- [Challenge]: Copy out every line of the records below, and shift each coordinate in the answers up by 104, applying it to both the x and y values.

- [Data]:
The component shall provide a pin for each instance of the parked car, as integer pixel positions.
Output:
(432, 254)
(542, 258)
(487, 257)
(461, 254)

- [Answer to the problem]:
The component shall provide a pin for each instance of the parked car, as integer pixel positions.
Output:
(536, 358)
(646, 362)
(591, 361)
(565, 358)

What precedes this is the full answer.